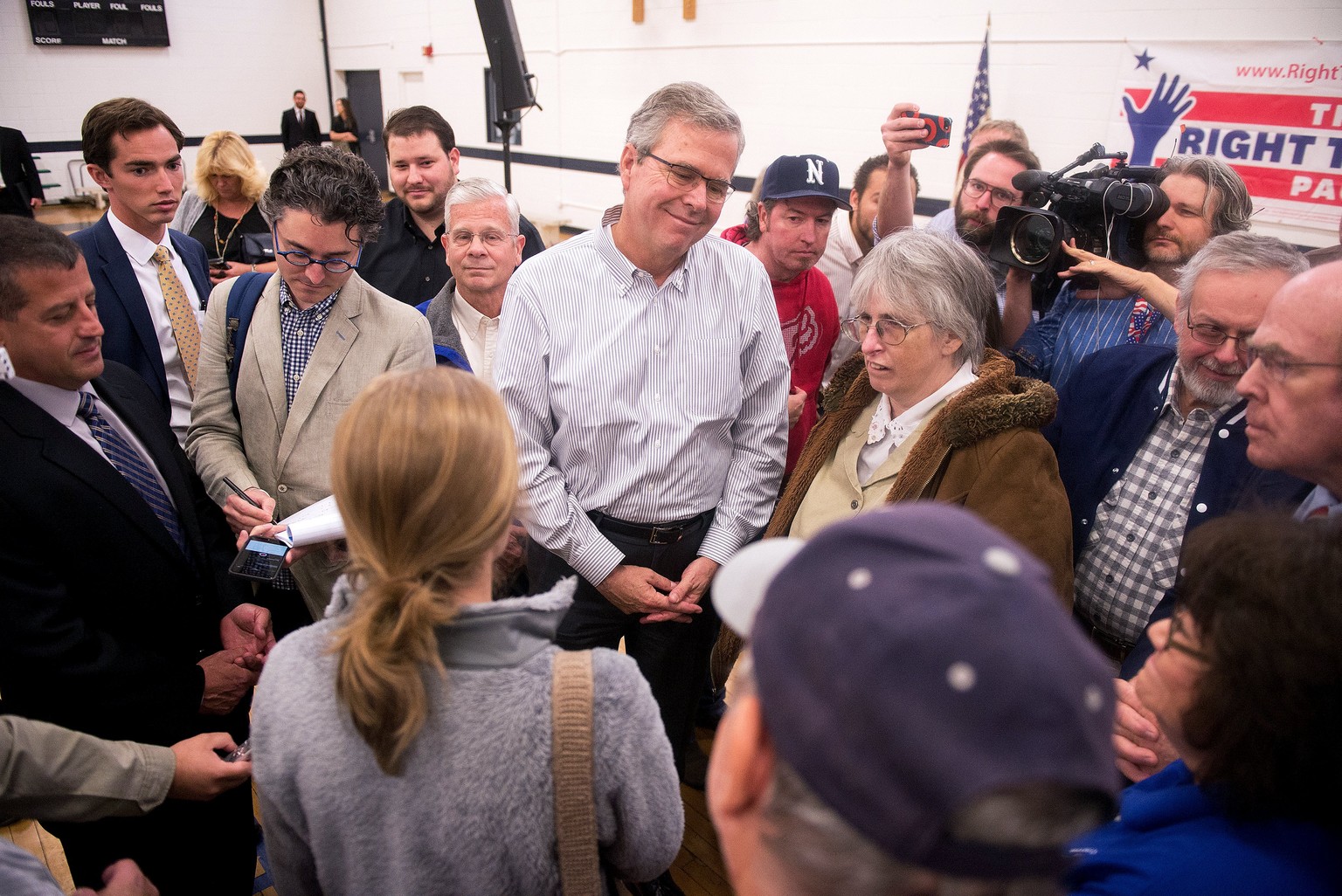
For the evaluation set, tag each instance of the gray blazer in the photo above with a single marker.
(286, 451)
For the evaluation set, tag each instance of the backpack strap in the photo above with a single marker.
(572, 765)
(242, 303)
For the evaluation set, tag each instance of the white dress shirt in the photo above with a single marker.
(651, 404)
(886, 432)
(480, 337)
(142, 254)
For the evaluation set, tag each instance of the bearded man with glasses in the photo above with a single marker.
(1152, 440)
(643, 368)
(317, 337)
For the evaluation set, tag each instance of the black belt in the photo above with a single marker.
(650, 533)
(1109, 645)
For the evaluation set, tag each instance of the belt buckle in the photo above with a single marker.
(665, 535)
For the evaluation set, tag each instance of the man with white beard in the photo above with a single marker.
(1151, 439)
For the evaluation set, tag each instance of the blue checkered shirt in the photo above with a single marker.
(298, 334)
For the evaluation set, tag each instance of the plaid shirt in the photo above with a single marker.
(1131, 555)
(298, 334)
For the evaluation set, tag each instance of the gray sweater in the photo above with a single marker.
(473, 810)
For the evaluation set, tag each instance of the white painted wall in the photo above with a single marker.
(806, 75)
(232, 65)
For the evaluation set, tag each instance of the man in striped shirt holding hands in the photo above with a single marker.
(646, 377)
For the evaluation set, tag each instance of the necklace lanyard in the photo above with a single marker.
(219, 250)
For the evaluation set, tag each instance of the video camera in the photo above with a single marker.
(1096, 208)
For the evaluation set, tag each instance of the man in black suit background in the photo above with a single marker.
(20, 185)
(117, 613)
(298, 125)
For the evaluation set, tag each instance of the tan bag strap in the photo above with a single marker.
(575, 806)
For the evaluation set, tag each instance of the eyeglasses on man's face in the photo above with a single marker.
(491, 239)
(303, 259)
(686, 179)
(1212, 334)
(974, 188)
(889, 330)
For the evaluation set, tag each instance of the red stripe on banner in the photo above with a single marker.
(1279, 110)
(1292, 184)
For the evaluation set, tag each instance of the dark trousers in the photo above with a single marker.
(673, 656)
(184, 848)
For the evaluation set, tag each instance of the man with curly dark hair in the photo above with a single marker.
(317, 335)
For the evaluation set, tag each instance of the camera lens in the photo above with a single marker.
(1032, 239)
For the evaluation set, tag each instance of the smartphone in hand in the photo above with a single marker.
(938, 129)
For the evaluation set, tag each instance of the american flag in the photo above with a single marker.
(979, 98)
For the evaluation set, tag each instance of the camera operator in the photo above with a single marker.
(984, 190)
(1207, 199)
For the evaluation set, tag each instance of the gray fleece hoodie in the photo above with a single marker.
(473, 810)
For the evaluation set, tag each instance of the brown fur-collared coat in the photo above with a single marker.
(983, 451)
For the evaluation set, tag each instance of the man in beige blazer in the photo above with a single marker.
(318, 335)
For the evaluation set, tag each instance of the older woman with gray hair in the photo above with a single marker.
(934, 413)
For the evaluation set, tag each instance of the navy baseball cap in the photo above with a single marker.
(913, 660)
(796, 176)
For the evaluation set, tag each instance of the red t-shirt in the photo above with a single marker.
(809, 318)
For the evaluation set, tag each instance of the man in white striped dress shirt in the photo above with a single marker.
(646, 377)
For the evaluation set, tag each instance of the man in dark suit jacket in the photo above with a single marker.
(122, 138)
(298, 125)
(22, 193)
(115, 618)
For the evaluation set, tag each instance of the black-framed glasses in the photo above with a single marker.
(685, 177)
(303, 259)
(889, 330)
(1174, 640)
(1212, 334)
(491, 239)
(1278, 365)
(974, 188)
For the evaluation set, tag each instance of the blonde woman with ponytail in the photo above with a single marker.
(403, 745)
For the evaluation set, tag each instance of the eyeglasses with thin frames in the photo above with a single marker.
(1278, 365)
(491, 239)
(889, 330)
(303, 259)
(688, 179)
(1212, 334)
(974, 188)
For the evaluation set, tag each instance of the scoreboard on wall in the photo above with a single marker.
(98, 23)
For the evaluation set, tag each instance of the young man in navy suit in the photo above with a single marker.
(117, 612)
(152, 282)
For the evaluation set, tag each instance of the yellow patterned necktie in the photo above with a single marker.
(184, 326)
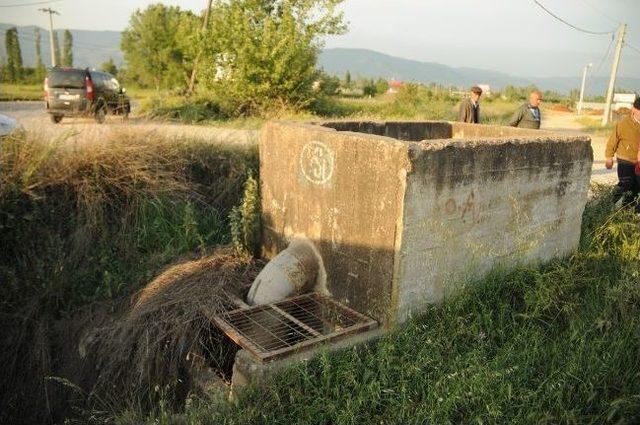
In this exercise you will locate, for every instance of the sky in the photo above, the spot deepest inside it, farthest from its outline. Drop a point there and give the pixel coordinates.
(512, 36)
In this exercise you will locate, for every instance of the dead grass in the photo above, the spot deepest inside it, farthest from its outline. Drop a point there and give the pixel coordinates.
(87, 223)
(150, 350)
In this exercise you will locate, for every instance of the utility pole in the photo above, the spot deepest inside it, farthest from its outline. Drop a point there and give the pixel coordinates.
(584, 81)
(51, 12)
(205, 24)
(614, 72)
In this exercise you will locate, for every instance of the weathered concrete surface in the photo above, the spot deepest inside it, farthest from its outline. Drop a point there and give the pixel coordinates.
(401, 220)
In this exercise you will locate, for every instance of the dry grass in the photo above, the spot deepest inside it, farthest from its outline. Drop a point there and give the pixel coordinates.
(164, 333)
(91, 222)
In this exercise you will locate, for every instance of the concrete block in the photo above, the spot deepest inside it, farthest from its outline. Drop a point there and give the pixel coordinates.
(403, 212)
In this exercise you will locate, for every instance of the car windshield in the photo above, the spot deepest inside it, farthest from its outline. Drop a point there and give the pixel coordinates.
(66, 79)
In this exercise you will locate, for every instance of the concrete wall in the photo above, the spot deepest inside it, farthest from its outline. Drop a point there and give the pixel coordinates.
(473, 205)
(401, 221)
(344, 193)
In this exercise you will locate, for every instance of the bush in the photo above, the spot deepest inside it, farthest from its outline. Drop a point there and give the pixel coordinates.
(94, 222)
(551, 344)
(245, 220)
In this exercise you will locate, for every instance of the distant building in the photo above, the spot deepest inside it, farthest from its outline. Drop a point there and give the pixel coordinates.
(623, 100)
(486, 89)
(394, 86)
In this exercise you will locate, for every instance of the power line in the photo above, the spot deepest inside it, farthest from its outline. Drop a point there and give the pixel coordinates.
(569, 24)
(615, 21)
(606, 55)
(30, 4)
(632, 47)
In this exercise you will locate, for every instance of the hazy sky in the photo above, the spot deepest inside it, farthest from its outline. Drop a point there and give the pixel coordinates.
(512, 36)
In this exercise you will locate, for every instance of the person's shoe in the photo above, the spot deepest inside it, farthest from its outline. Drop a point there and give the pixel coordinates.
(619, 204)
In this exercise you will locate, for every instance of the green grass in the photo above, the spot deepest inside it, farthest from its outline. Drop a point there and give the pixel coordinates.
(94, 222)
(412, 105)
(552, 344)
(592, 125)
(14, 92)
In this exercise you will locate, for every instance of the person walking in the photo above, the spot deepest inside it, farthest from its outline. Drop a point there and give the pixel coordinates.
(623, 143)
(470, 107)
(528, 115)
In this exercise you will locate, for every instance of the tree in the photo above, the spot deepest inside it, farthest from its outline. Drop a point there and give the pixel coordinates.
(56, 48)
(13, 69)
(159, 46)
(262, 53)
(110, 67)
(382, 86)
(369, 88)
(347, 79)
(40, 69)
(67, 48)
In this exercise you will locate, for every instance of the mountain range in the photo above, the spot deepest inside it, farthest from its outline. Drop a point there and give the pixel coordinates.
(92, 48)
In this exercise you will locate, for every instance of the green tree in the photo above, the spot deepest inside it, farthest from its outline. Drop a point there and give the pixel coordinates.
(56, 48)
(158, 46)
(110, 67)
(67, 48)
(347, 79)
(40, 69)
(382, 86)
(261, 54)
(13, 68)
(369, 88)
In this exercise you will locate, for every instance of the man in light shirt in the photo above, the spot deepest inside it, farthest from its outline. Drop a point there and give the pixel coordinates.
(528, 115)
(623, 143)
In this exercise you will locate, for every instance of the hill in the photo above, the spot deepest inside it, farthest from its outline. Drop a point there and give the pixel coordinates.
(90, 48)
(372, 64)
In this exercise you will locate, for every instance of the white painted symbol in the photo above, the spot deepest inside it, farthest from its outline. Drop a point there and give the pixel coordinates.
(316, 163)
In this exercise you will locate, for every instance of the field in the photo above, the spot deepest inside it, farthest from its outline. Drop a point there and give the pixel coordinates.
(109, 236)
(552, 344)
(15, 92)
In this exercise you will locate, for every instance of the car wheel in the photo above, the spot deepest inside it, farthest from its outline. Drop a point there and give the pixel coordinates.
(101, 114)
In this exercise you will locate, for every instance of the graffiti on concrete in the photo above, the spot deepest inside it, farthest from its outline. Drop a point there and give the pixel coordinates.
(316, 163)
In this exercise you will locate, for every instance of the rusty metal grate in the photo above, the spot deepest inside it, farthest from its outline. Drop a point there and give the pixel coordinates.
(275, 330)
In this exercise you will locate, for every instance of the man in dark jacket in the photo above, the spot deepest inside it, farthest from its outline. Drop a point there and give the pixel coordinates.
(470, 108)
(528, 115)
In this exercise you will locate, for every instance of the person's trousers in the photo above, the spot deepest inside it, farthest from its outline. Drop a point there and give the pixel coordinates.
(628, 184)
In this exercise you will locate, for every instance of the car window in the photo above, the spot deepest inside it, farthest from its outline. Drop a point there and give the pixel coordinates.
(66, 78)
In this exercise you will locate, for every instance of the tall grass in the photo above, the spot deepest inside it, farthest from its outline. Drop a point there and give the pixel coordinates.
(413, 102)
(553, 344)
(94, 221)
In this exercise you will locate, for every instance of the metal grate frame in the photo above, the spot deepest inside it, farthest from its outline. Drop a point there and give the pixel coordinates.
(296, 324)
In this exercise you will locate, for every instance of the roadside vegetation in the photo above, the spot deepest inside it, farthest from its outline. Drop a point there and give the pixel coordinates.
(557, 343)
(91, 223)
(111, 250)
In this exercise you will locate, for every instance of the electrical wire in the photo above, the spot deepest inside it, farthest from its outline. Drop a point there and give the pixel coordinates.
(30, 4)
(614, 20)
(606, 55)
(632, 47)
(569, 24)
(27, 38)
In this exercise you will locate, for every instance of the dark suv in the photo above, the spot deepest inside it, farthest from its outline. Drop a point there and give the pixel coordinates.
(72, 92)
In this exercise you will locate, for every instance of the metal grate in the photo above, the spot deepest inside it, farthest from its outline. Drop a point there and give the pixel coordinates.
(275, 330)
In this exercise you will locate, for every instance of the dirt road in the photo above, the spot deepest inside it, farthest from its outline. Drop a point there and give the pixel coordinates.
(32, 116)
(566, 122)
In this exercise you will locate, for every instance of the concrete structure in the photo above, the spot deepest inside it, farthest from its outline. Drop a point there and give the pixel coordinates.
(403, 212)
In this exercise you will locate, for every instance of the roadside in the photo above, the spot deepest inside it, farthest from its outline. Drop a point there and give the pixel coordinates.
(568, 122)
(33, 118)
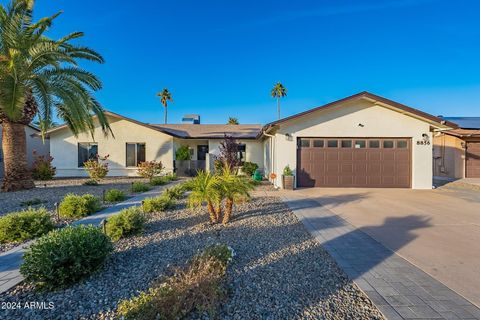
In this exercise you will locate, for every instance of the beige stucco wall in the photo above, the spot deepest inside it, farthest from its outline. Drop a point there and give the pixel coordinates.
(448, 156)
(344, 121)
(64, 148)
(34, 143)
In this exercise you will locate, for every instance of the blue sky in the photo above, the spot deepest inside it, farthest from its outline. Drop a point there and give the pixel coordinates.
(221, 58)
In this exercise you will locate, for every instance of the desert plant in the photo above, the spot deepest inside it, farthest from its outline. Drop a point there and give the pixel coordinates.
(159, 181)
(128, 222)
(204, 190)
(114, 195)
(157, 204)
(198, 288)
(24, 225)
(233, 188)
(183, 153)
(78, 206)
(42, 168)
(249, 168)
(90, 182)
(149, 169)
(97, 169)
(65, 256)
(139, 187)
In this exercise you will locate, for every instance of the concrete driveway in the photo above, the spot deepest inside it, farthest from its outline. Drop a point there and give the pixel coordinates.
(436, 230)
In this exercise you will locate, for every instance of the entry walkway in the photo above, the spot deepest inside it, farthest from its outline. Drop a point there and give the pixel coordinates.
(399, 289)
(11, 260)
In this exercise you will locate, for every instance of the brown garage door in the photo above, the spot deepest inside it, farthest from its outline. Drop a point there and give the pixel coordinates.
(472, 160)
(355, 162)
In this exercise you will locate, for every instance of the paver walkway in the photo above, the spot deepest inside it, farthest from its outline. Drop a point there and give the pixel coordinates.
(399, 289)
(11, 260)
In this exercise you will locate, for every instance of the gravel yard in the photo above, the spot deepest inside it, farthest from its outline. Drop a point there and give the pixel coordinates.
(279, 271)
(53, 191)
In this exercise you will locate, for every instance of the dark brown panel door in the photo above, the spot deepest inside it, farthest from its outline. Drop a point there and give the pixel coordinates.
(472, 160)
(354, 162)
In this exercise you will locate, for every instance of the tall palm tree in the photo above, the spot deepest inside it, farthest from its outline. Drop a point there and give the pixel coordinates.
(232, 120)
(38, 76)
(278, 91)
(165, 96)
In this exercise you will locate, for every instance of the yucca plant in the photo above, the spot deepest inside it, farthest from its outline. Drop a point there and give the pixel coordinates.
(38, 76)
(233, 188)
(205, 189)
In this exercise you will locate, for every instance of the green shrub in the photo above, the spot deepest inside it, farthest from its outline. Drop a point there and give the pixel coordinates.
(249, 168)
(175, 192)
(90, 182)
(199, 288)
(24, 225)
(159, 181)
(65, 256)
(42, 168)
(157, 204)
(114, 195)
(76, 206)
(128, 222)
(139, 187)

=-=-=-=-=

### PROBLEM REQUIREMENTS:
Change "evaluation set" to "validation set" in the material starting at the line containing "For the evaluation set, tag each instance of the red stripe" and ending at the line containing "(1032, 239)", and give back only those lines with everything else unchanged.

### THE ANSWER:
For the validation set, tag each instance of the red stripe on banner in the photo above with a single marker.
(1279, 110)
(1292, 184)
For the validation set, tag each instance of the dark trousers in the photo above with a single marker.
(673, 656)
(184, 848)
For the validation set, tag each instance of the man with curly dark hair in the photo above with a single marker.
(317, 335)
For the validation set, tag each instance of the camera lens in the photo above with a single marker.
(1032, 239)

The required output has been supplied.